__Exercise__
Could you give the records below again exactly, without the pictures?

* * * *

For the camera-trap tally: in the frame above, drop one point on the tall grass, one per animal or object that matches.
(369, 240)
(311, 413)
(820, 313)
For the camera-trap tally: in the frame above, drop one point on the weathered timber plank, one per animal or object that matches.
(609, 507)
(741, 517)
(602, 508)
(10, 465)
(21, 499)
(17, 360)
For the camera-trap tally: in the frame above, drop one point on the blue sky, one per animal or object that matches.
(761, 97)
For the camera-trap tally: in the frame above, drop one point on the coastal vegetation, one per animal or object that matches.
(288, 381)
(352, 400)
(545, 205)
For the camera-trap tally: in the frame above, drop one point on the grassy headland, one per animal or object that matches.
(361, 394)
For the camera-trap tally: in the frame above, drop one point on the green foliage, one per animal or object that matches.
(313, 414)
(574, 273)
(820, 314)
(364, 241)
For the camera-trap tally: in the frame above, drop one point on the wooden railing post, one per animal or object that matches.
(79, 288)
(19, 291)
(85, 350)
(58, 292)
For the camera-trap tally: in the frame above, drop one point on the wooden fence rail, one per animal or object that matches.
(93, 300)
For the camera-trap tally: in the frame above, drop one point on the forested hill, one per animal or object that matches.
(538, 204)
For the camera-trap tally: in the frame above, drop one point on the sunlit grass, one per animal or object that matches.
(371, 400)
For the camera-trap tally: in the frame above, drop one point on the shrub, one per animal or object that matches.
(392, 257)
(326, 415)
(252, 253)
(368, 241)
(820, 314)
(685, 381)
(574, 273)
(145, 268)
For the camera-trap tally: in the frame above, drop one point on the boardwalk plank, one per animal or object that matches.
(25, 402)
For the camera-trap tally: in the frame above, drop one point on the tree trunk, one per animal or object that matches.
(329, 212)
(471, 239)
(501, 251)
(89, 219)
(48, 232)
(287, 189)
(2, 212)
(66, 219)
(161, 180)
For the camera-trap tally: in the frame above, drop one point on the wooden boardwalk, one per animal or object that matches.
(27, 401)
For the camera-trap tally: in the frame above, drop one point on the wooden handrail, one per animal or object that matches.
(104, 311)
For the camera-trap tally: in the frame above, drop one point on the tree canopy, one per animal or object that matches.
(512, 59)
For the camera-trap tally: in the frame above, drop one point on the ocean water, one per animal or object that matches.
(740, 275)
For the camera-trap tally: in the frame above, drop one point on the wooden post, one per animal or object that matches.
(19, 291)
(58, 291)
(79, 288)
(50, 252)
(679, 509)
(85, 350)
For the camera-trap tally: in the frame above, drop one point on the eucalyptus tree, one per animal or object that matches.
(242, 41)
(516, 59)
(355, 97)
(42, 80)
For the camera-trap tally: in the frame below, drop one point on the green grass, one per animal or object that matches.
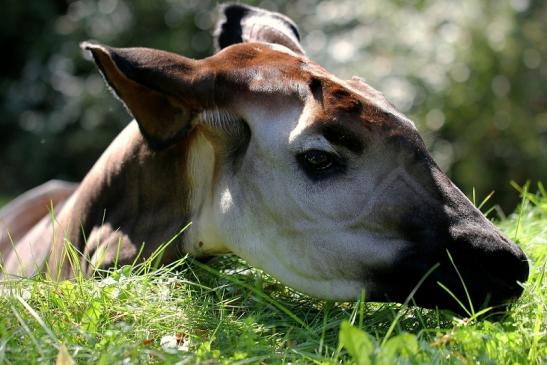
(227, 312)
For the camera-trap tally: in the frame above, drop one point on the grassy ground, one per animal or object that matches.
(229, 313)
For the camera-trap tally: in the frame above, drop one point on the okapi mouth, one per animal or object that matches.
(465, 278)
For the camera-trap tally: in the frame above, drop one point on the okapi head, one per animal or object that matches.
(318, 181)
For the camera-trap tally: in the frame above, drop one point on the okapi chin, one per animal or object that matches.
(318, 181)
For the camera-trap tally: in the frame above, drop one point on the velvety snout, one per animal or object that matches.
(473, 259)
(492, 267)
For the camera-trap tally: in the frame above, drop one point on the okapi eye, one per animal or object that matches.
(318, 164)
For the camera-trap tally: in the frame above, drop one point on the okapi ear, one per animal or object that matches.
(163, 91)
(243, 23)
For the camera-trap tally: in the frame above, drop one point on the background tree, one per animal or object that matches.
(471, 74)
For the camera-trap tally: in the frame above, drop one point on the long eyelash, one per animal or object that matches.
(223, 120)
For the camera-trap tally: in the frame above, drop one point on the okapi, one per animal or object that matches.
(318, 181)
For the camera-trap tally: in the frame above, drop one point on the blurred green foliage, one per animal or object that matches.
(471, 74)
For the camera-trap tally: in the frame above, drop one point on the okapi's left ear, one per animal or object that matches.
(162, 90)
(243, 23)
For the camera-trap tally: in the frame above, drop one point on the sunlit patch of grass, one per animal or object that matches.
(227, 312)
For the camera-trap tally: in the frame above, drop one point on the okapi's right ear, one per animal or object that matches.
(243, 23)
(162, 90)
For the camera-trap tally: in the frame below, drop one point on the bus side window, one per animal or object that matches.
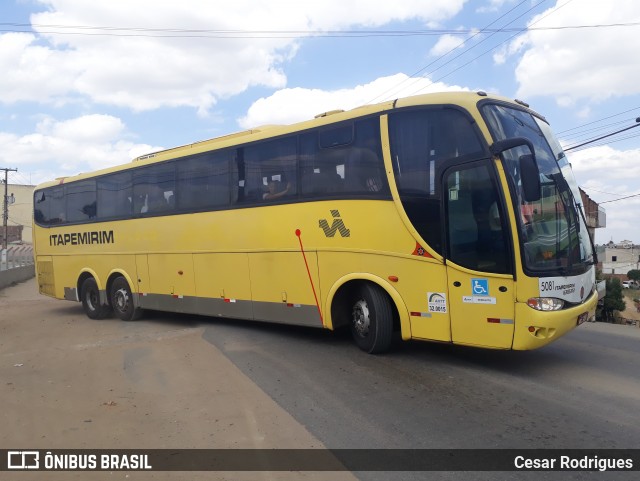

* * * *

__Solution__
For the camera-trap tally: in the frame above, drop one point on the tall grass, one per animal or object that matches.
(369, 240)
(311, 413)
(820, 313)
For the camera-trap tally: in the frame above, drop one point on the weathered timber plank, one per animal or object that matches.
(609, 507)
(741, 517)
(602, 508)
(10, 465)
(21, 499)
(17, 360)
For the camera-trap tally: in the frame above, drop one point on the blue sky, one per animal or object that matches.
(761, 97)
For the camera-trap tally: in the frame above, drop one point on the coastal vegetation, one per animal or object that matches.
(288, 381)
(352, 400)
(545, 205)
For the camera-trap tally: in the frame above, drop one point on the grassy headland, one per animal or object that matches.
(361, 394)
For the camera-trap tally: in the frame above, drop one point on the green foliage, one per animal or object that matches.
(313, 414)
(574, 273)
(820, 314)
(364, 241)
For the camera-trap tally: in the frame above, drop one point on the wooden railing post, one per animal or object that matches.
(79, 288)
(19, 291)
(85, 350)
(58, 292)
For the camera-trap tally: in the frame above, drop one point on the wooden fence rail, one per animal or object that matches.
(93, 300)
For the camera-trap tally: in the frame above, drop one point on the forested hill, one per animal or object that matches.
(538, 204)
For the camera-trap tally: in the frame above, drop one point on the sunlit grass, one per animal or object that matches.
(371, 400)
For the camera-trap tally: in the frame above, drop one point on the shrub, one per animal or object that matches.
(392, 257)
(326, 415)
(252, 253)
(368, 241)
(820, 314)
(685, 381)
(574, 273)
(145, 268)
For the camera-trap tally: in the frame above, drop one point on the boardwalk plank, one per animal or object that matches.
(25, 402)
For the camera-trap tally: in the frame above, drop one point on the tree trunk, one per animal or object that matches.
(329, 212)
(471, 239)
(501, 251)
(89, 219)
(48, 232)
(287, 189)
(2, 212)
(66, 219)
(161, 180)
For the camera-trap tally: in the frame above, drop one point on the wooden boardwalk, one per animal or object that matches.
(27, 401)
For the camera-trap tally: in the frame above, drop one point on the wooden handrail, one per animal or object that matches.
(104, 311)
For the camera-trap tally: in the frame above, drop one point on the tree canopy, one per animal or object that matches.
(512, 59)
For the camera-trap tally: in the frame above, drop one point on the ocean water, one per animal or object that matches.
(740, 275)
For the camera-trap tally: in the frame above, drop one point on the wooden post, one per animal or object that matches.
(19, 291)
(58, 291)
(79, 288)
(50, 252)
(679, 509)
(85, 350)
For the camera-trap tally: in the frame above, drop one point on the eucalyptus tree, one per animal or object that matches.
(242, 41)
(516, 59)
(355, 97)
(42, 80)
For the camera-trap tally: in the frame below, drop one point on the green grass, one per animal or object that matches.
(227, 312)
For the camera-trap tally: in the frame above, drop one point on the grassy ground, one per animal or object that matches.
(229, 313)
For the camera-trap tally: in the frame above, drop one point on the okapi mouth, one per animal or object that matches.
(465, 278)
For the camera-trap tally: in the frame above, drop one point on the okapi head, one per animal or object that matches.
(318, 181)
For the camera-trap tally: in the frame above, drop one point on the okapi chin, one per animal or object that matches.
(318, 181)
For the camera-trap tally: in the frame above, drop one point on the velvety snout, one per animal or object that matches.
(473, 259)
(492, 267)
For the camera-trap tally: in the frame above, drop one point on the okapi eye, one per animal or object that matches.
(318, 164)
For the camera-trap tally: in the frame above, drop one point on the okapi ear, one per animal or object that matches.
(163, 91)
(243, 23)
For the camera-trap tally: in the frame above, drop one point on the background tree, one per animal or object that matches.
(471, 74)
For the camera-trap tally: in the frame above, drop one point on the long eyelash, one per animal or object that matches.
(223, 120)
For the camera-trap tally: in the frame above, drop one point on the okapi, one per animal or object that matches.
(318, 181)
For the camera-trap tally: in the frame above, drop one point on the blurred green foliage, one per animal or object that matches.
(471, 74)
For the camera-trap tally: in the frame above, drop one point on the okapi's left ear, one per animal or object that matches.
(162, 90)
(243, 23)
For the camera-trap tally: in the frame above, drop one point on the sunlit patch of grass, one per animal or object that matches.
(227, 312)
For the camera-trap tally: in the frame above, drop one point on the okapi's right ear, one per animal or object that matches.
(243, 23)
(162, 90)
For the camera-trap tally: in the frame below, drop one point on the bus side window, one per animal or object that matches.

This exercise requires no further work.